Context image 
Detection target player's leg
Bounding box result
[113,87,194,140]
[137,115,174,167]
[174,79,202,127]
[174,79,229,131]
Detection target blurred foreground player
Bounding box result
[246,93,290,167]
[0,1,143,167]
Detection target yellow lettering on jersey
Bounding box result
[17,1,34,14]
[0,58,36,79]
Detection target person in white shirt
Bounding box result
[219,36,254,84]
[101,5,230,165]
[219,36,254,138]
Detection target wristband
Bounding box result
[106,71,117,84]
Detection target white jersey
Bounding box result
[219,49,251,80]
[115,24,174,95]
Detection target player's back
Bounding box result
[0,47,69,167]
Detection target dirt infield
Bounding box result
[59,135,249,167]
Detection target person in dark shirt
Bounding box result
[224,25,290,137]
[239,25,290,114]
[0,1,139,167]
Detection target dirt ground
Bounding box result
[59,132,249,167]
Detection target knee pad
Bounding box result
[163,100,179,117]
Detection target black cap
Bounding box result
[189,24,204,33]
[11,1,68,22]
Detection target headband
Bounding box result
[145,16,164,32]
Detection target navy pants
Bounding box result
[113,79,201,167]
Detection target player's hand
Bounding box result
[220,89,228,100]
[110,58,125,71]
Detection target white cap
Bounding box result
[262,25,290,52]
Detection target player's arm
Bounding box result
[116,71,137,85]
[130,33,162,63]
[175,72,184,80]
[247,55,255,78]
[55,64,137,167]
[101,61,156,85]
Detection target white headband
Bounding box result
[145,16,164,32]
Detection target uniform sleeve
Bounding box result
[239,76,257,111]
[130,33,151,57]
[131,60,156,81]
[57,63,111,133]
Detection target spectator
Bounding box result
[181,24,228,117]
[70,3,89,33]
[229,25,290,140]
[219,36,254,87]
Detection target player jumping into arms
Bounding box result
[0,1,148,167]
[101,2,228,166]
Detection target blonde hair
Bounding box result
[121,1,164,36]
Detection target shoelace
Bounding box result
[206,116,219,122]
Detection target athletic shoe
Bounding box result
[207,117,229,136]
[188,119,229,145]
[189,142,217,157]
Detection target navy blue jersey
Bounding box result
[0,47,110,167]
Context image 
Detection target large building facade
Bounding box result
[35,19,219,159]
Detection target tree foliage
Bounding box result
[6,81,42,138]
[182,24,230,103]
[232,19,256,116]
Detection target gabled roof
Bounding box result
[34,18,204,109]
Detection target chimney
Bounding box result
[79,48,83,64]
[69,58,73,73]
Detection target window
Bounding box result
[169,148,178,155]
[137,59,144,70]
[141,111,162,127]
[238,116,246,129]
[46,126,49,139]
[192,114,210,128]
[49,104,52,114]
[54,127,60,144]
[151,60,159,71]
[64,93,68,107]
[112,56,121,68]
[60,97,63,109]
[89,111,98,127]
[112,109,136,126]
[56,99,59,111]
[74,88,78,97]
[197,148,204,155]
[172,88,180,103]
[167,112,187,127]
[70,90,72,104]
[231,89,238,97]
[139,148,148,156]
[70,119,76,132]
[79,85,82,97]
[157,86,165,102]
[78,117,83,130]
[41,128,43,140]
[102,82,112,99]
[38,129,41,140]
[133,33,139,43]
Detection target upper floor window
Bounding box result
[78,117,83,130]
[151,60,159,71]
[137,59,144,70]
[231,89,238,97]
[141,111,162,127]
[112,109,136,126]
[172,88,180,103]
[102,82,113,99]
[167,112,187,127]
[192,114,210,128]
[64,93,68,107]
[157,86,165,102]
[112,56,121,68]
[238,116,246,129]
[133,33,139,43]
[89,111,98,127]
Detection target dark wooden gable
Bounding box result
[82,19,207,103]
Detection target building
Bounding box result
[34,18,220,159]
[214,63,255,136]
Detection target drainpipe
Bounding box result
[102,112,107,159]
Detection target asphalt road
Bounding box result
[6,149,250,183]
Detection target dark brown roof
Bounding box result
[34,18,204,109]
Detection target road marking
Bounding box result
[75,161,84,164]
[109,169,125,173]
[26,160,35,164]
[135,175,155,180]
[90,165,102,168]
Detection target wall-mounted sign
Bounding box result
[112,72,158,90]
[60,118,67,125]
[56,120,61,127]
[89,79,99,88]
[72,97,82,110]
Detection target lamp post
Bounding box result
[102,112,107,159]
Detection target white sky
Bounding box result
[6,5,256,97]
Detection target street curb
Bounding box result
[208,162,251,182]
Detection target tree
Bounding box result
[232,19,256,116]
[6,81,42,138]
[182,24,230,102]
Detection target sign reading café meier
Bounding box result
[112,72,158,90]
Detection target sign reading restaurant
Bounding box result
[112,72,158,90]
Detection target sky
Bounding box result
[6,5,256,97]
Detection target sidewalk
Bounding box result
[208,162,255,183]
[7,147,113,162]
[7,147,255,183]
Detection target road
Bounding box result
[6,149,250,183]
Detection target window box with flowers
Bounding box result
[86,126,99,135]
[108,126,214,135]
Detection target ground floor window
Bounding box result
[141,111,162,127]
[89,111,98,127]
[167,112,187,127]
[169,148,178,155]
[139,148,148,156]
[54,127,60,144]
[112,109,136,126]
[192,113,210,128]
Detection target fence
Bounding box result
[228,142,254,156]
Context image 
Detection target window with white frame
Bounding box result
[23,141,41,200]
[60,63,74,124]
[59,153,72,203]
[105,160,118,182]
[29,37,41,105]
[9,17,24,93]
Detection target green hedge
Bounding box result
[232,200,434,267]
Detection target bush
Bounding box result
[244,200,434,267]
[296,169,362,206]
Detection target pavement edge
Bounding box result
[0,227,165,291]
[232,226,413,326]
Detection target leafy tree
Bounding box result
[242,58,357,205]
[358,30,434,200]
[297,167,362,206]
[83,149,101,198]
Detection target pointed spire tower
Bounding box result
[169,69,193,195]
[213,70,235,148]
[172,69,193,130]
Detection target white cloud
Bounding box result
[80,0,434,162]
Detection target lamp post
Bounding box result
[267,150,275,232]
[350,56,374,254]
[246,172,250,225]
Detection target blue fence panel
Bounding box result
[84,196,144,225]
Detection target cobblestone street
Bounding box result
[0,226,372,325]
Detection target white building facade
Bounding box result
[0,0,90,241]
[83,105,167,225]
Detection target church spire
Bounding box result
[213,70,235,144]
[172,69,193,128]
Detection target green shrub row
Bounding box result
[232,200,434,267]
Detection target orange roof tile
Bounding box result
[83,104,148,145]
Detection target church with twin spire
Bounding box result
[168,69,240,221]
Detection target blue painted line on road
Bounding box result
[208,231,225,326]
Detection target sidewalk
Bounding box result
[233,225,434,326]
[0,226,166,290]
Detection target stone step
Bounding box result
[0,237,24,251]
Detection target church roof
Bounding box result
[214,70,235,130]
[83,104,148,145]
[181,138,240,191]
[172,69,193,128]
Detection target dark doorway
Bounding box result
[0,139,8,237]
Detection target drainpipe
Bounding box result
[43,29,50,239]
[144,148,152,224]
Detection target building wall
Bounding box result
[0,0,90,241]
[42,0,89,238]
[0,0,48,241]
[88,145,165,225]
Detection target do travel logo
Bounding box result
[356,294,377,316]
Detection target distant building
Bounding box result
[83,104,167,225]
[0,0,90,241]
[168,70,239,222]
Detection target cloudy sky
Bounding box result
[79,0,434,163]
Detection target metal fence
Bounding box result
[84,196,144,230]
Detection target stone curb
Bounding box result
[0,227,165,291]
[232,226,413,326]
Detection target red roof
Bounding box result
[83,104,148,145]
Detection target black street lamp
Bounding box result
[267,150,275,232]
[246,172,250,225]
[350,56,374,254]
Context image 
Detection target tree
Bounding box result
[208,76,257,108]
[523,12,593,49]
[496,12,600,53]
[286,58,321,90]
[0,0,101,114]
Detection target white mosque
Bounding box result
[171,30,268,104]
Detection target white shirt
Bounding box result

______________________________

The problem | Write out every line of the data above, unchanged and in the same order.

Answer to the exercise |
Context image 
Detection target player's leg
Bounding box result
[113,87,194,140]
[137,115,174,167]
[174,79,202,127]
[174,79,229,131]
Detection target blurred foreground player
Bounding box result
[246,93,290,167]
[0,1,143,167]
Detection target yellow lettering on jersey
Bounding box result
[17,1,34,14]
[0,58,36,79]
Detection target person in white shirt
Bounding box result
[219,36,254,84]
[101,5,230,165]
[219,36,254,138]
Detection target wristband
Bounding box result
[106,71,117,84]
Detection target white jersey
Bounding box result
[219,49,251,80]
[115,24,174,95]
Detection target player's back
Bounding box result
[0,47,69,167]
Detection target dirt infield
Bounding box result
[59,135,249,167]
Detection target person in dark shirt
Bounding box result
[224,25,290,137]
[239,25,290,114]
[0,1,139,167]
Detection target dirt ground
Bounding box result
[59,132,249,167]
Detection target knee pad
Bounding box result
[163,100,179,117]
Detection target black cap
Bounding box result
[189,24,204,33]
[11,1,68,22]
Detection target headband
Bounding box result
[145,16,164,32]
Detection target navy pants
Bounding box result
[113,79,201,167]
Detection target player's hand
Bounding box result
[220,89,228,100]
[110,58,125,71]
Detection target white cap
Bounding box result
[262,25,290,52]
Detection target player's arm
Bounding box result
[116,71,137,85]
[130,33,162,63]
[175,72,184,80]
[247,55,255,78]
[55,64,137,167]
[101,61,156,85]
Detection target white headband
Bounding box result
[145,16,164,32]
Detection target uniform sleeve
Bounding box result
[239,76,257,111]
[130,33,151,57]
[131,60,156,81]
[57,63,111,133]
Detection target spectator
Bounding box result
[181,24,228,117]
[70,3,89,33]
[229,25,290,140]
[219,36,254,87]
Detection target player jumping into arms
Bounding box result
[0,1,148,167]
[101,2,228,166]
Detection target blonde hair
Bounding box result
[121,1,164,36]
Detection target shoelace
Bounding box result
[206,116,219,122]
Detection target athletic shoe
Bounding box result
[207,117,229,136]
[188,119,229,145]
[189,142,217,157]
Detection target navy blue jersey
Bounding box result
[0,47,110,167]
Context image 
Detection target large building facade
Bounding box result
[35,19,219,159]
Detection target tree foliage
Bounding box result
[6,81,42,138]
[182,24,230,103]
[232,19,256,116]
Detection target gabled roof
Bounding box result
[34,18,204,109]
Detection target chimney
Bounding box result
[79,48,83,64]
[69,58,73,73]
Detection target window
Bounding box result
[169,148,178,155]
[137,59,144,70]
[141,111,162,127]
[238,116,246,129]
[46,126,49,139]
[192,114,210,128]
[49,104,52,114]
[54,127,60,144]
[151,60,159,71]
[64,93,68,107]
[112,56,121,68]
[60,97,63,109]
[89,111,98,127]
[112,109,136,126]
[56,99,59,111]
[74,88,78,97]
[197,148,204,155]
[172,88,180,103]
[167,112,187,127]
[70,90,72,104]
[231,89,238,97]
[139,148,148,156]
[70,119,76,132]
[79,85,82,97]
[157,86,165,102]
[78,117,83,130]
[41,128,43,140]
[102,82,112,99]
[38,129,41,140]
[133,33,139,43]
Detection target upper floor window
Bounding box result
[78,117,83,130]
[151,60,159,71]
[137,59,144,70]
[231,89,238,97]
[141,111,162,127]
[112,109,136,126]
[172,88,180,103]
[102,82,113,99]
[167,112,187,127]
[192,114,210,128]
[64,93,68,107]
[157,86,165,102]
[112,56,121,68]
[238,116,246,129]
[133,33,139,43]
[89,111,98,127]
Detection target dark wooden gable
Bounding box result
[82,19,207,103]
Detection target building
Bounding box result
[34,18,220,159]
[214,63,255,136]
Detection target drainpipe
Bounding box result
[102,112,107,159]
Detection target asphalt road
Bounding box result
[6,149,250,183]
Detection target dark brown roof
Bounding box result
[34,18,204,109]
Detection target road marking
Bounding box result
[75,161,84,164]
[109,169,125,173]
[26,160,35,164]
[135,175,155,180]
[90,165,102,168]
Detection target wall-mounted sign
Bounding box result
[112,72,158,90]
[60,118,67,125]
[56,120,61,127]
[89,79,99,88]
[72,97,82,110]
Detection target lamp post
Bounding box result
[102,112,107,159]
Detection target white sky
Bounding box result
[6,5,256,97]
Detection target street curb
Bounding box result
[208,162,251,182]
Detection target tree
Bounding box result
[232,19,256,116]
[6,81,42,138]
[182,24,230,102]
Detection target sign reading café meier
Bounding box result
[112,72,158,90]
Detection target sign reading restaurant
Bounding box result
[112,72,158,90]
Detection target sky
Bounding box result
[6,5,256,97]
Detection target sidewalk
Bounding box result
[208,162,255,183]
[7,147,113,162]
[7,147,255,183]
Detection target road
Bounding box result
[6,149,250,183]
Detection target window box with flowers
Bounding box result
[86,126,99,135]
[108,126,214,135]
Detection target ground floor window
Bounding box result
[141,111,162,127]
[89,111,98,127]
[167,112,187,127]
[169,148,178,155]
[139,148,148,156]
[54,127,60,144]
[112,109,136,126]
[192,113,210,128]
Detection target fence
Bounding box result
[228,142,254,156]
Context image 
Detection target window with white frame
Bounding box result
[23,141,41,200]
[60,63,74,124]
[59,153,72,203]
[105,160,118,182]
[29,37,41,105]
[9,17,24,93]
Detection target green hedge
Bounding box result
[232,200,434,267]
Detection target bush
Bounding box result
[244,200,434,267]
[296,169,362,206]
Detection target pavement edge
Bounding box result
[0,227,165,291]
[232,226,413,326]
Detection target leafy tree
Bounding box result
[242,58,357,205]
[358,30,434,200]
[297,167,362,206]
[83,149,101,198]
Detection target pointed spire tower
Bounding box result
[169,69,193,195]
[213,70,235,148]
[172,69,193,130]
Detection target white cloud
Bounding box result
[80,0,434,162]
Detection target lamp post
Bounding box result
[267,150,275,232]
[350,56,374,254]
[246,172,250,225]
Detection target blue fence panel
Bounding box result
[84,196,144,225]
Detection target cobblestone street
Bounding box result
[0,226,372,325]
Detection target white building facade
Bounding box result
[0,0,90,241]
[83,105,167,225]
Detection target church spire
Bounding box result
[213,70,235,144]
[172,69,193,128]
Detection target green shrub row
Bounding box result
[232,200,434,267]
Detection target orange roof tile
Bounding box result
[83,104,148,145]
Detection target church with twin spire
Bounding box result
[168,69,240,221]
Detection target blue painted line on road
Bounding box result
[208,231,225,326]
Detection target sidewalk
Bounding box result
[233,225,434,326]
[0,226,166,290]
Detection target stone step
Bounding box result
[0,237,24,251]
Detection target church roof
Bounding box result
[214,70,235,130]
[83,104,148,145]
[181,138,240,191]
[172,69,193,128]
Detection target dark doorway
Bounding box result
[0,139,8,237]
Detection target drainpipe
Bounding box result
[43,29,50,239]
[144,148,152,224]
Detection target building wall
Bounding box result
[0,0,90,241]
[42,0,89,238]
[0,0,48,241]
[88,145,165,225]
Detection target do travel logo
Bounding box result
[356,294,377,316]
Detection target distant building
Bounding box result
[83,104,167,225]
[0,0,90,241]
[168,70,239,222]
Detection target cloudy sky
Bounding box result
[79,0,434,163]
Detection target metal fence
Bounding box result
[84,196,144,230]
Detection target stone curb
Bounding box result
[0,227,165,291]
[232,226,413,326]
Detection target red roof
Bounding box result
[83,104,148,145]
Detection target black street lamp
Bounding box result
[267,150,275,232]
[246,172,250,225]
[350,56,374,254]
Context image 
Detection target tree
Bounding box result
[208,76,257,108]
[523,12,593,49]
[496,12,600,53]
[286,58,321,90]
[0,0,101,114]
Detection target white mosque
Bounding box result
[171,30,268,104]
Detection target white shirt
Bounding box result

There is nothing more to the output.